» Recorded data:
────────
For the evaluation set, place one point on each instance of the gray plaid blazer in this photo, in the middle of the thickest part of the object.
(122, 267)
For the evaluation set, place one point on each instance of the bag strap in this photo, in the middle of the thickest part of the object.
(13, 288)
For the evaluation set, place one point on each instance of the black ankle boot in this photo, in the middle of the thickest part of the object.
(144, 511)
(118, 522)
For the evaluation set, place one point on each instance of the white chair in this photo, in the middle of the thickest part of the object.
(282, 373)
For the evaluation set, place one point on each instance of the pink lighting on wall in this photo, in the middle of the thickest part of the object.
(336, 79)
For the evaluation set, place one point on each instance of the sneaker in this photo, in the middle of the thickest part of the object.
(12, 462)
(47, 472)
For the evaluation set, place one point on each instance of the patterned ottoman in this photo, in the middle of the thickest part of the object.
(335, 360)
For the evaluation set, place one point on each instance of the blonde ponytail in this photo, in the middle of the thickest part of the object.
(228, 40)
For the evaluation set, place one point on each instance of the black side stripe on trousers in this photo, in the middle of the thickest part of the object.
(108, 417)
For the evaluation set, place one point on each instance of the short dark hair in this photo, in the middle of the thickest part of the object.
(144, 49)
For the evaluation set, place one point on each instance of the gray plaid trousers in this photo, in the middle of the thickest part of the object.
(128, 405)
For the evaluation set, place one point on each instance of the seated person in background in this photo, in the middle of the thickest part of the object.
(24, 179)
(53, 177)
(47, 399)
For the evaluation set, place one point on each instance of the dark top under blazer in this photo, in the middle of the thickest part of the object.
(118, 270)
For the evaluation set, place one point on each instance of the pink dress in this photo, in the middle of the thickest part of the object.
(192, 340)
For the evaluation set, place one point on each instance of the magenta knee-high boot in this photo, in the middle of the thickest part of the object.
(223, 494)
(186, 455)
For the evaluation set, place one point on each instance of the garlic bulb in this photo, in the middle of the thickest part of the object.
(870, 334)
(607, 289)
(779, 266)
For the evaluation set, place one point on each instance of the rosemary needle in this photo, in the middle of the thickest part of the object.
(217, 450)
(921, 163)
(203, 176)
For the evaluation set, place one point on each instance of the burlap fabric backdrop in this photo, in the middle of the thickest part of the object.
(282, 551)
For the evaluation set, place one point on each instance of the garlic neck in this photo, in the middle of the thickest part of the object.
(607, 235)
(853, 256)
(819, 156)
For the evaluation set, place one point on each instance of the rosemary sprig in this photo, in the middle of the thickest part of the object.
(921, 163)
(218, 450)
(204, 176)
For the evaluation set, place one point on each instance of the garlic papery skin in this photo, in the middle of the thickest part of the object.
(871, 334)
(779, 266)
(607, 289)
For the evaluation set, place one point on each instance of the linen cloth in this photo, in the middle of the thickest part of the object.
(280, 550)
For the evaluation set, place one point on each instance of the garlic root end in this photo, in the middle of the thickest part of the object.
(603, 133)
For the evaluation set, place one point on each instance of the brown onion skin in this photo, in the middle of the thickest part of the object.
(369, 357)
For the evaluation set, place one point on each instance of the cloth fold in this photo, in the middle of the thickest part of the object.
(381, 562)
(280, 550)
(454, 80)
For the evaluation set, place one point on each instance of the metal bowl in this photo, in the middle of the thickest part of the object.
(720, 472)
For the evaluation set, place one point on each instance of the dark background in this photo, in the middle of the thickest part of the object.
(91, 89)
────────
» What this task involves:
Return every record above exactly as it appears.

» Completed task:
For the evaluation set, place one point on each instance of the gray plaid blazer in this photo, in the middle of the thickest part of the object.
(122, 267)
For the evaluation set, place one point on each instance of the bag strap in this photo, in the middle of the thickest part of the object.
(13, 288)
For the evaluation set, place one point on each instance of the black ankle boot in this photo, in the middle of the thickest part of the object.
(144, 511)
(118, 522)
For the evaluation set, place one point on each instance of the white chair in this photo, in the middle of the thickest part of the object.
(282, 373)
For the evaluation set, place one point on each instance of the pink lighting on wall in this photo, in the middle of the thickest part of the object.
(336, 79)
For the evaluation set, place one point on each instance of the sneaker in this photo, in the middle of the thickest part of the object.
(12, 462)
(47, 472)
For the evaluation set, place one point on each instance of the patterned ottoman in this photo, in the middle of the thickest part of the object.
(335, 360)
For the evaluation set, place one point on each instance of the blonde ponytail in this photo, in the middle of the thickest part of the object.
(228, 40)
For the evaluation set, place one point on each instance of the black side stripe on trousers in this photo, in the middle of the thickest part of the object.
(108, 417)
For the evaluation set, place one point on each instance of the short dark hair in this photo, in the middle of the thickest part of the object.
(144, 49)
For the evaluation set, place one point on each instance of the gray plaid trousers in this photo, in the middle of the thickest part of the object.
(128, 405)
For the evaluation set, place one point on each instance of the seated person in background in this photo, in the middle of the thickest part of the object.
(24, 179)
(53, 177)
(47, 399)
For the evaluation set, place one point on each instance of the dark top under blazer in this photo, in the middle of the thickest part of the object.
(118, 270)
For the evaluation set, place one point on each instance of the pink dress in this photo, in the middle of the thickest part of the object.
(192, 340)
For the evaluation set, place one point on each instance of the magenta knee-high boot in this photo, in the middle of the thickest part of the object.
(223, 494)
(186, 455)
For the evaluation set, place one point on each instance of the garlic bulb in this photo, in the middle of the thickest part of the object.
(870, 334)
(607, 289)
(779, 266)
For the evaluation set, place one point on each instance of the rosemary needle in this photo, in the middle of the thickest part of the object.
(217, 450)
(921, 163)
(203, 176)
For the evaluation set, place one point on each instance of the burlap fabric backdrop in this photo, in the middle of the thickest part of the object.
(282, 551)
For the evaluation set, place one point on each instance of the garlic neck in this photo, in the middle of the thickest part of the object.
(607, 235)
(853, 256)
(819, 156)
For the evaluation set, place one point on each instance of the rosemary sprig in this photo, in the middle of the thickest part of the object.
(921, 163)
(218, 450)
(204, 176)
For the evaluation set, place one point on each instance of the garlic papery skin in this photo, in the middle of the thickest part of the object.
(871, 334)
(779, 266)
(607, 289)
For the evaluation set, place one point on each instance of the linen cloth in this photo, in the middle of the thickest part of the object.
(280, 550)
For the evaluation set, place one point on each instance of the garlic root end in this photo, in the middle of the thickest part of the object.
(603, 133)
For the evaluation set, place one point on each instance of the brown onion skin in this photo, in the middle of the thickest part of the object.
(369, 357)
For the evaluation set, place one point on each instance of the cloth fold in this photo, in the middle of the thickest part of the object.
(381, 562)
(280, 550)
(454, 80)
For the evaluation set, place one point on each instance of the metal bowl in this photo, in the middle of the thickest part of the object.
(720, 472)
For the evaluation set, place one point on each instance of the dark background in this photo, in the middle of the thickest part of the object.
(91, 89)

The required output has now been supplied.